Instructions to follow ▸
Write out every entry exactly as it appears.

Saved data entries
■ ■ ■ ■

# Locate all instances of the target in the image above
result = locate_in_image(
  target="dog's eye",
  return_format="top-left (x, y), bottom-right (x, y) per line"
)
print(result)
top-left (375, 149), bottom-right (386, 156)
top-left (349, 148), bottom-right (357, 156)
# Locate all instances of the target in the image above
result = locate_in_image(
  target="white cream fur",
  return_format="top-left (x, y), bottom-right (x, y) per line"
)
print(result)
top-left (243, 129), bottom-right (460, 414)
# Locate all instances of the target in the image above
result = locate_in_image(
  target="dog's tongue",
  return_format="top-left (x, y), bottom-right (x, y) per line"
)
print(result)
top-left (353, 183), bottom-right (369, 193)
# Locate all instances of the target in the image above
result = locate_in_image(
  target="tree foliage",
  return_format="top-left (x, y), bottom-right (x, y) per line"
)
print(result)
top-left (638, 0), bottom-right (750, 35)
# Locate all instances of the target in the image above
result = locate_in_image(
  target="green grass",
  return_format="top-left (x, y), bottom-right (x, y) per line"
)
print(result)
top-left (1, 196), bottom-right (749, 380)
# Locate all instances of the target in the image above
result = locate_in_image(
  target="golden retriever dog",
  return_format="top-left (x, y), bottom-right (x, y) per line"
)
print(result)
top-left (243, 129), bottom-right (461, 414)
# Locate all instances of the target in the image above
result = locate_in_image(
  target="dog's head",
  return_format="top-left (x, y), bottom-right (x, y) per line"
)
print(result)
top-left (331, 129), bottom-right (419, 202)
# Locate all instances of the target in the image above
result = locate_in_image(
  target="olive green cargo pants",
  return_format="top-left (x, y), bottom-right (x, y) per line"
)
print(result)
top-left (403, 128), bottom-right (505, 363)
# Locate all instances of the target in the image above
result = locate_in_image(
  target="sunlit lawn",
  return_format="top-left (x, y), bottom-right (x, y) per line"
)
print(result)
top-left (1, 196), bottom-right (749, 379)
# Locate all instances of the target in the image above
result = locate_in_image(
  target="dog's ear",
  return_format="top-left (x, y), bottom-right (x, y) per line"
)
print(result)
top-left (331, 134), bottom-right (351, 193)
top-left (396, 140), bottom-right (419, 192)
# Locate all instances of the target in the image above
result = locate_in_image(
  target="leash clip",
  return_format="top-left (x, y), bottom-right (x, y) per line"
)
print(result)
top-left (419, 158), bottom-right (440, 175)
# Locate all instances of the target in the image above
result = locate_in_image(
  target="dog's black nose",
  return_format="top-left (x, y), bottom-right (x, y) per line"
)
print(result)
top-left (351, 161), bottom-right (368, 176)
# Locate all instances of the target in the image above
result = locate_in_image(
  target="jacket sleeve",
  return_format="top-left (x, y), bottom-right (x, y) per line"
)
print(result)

■ ■ ■ ■

Completed task ▸
# Locate all instances of the target in the image above
result = locate_in_image(
  target="dog's eye",
  return_format="top-left (x, y), bottom-right (x, y) per line"
)
print(result)
top-left (375, 149), bottom-right (386, 156)
top-left (349, 148), bottom-right (357, 156)
# Locate all instances of the target in the image above
result = locate_in_image(
  target="white cream fur",
  return_format="top-left (x, y), bottom-right (x, y) per line"
)
print(result)
top-left (243, 129), bottom-right (460, 414)
# Locate all instances of the target in the image above
result = locate_in_image(
  target="dog's tongue",
  return_format="top-left (x, y), bottom-right (x, y) per line"
)
print(result)
top-left (353, 183), bottom-right (369, 193)
# Locate all instances of the target in the image above
result = locate_in_image(
  target="tree foliage",
  return_format="top-left (x, y), bottom-right (x, y) per line"
)
print(result)
top-left (638, 0), bottom-right (750, 35)
# Locate all instances of the target in the image above
result = locate_in_image(
  target="green grass",
  return_format="top-left (x, y), bottom-right (x, y) per line"
)
print(result)
top-left (1, 196), bottom-right (749, 380)
# Locate all instances of the target in the image above
result = locate_in_image(
  target="golden retriever dog",
  return_format="top-left (x, y), bottom-right (x, y) per line"
)
print(result)
top-left (243, 129), bottom-right (461, 414)
# Locate all instances of the target in the image above
result = locate_in_image(
  target="dog's head",
  return_format="top-left (x, y), bottom-right (x, y) per line"
)
print(result)
top-left (331, 129), bottom-right (419, 202)
# Locate all instances of the target in the image above
result = locate_in_image(
  target="olive green cargo pants",
  return_format="top-left (x, y), bottom-right (x, y) per line"
)
print(result)
top-left (403, 128), bottom-right (505, 363)
# Locate all instances of the target in the image above
result = locate_in_image(
  target="sunlit lawn",
  return_format="top-left (x, y), bottom-right (x, y) per line"
)
print(result)
top-left (1, 196), bottom-right (749, 379)
# Locate all instances of the target in the image above
result = locate_in_image(
  target="dog's ear",
  return_format="top-left (x, y), bottom-right (x, y) per line"
)
print(result)
top-left (331, 134), bottom-right (351, 193)
top-left (396, 140), bottom-right (419, 192)
# Locate all instances of the target in the image above
result = locate_in_image(
  target="leash clip",
  return_format="top-left (x, y), bottom-right (x, y) per line"
)
print(result)
top-left (419, 158), bottom-right (440, 175)
# Locate all instances of the target in the image above
result = locate_in_image(
  target="dog's black nose",
  return_format="top-left (x, y), bottom-right (x, y) per line"
)
print(result)
top-left (351, 161), bottom-right (368, 176)
# Locate all instances of the target in the image above
result = locate_in_image(
  target="jacket sleeve",
  return_format="top-left (x, y), bottom-right (x, y) per line"
)
print(result)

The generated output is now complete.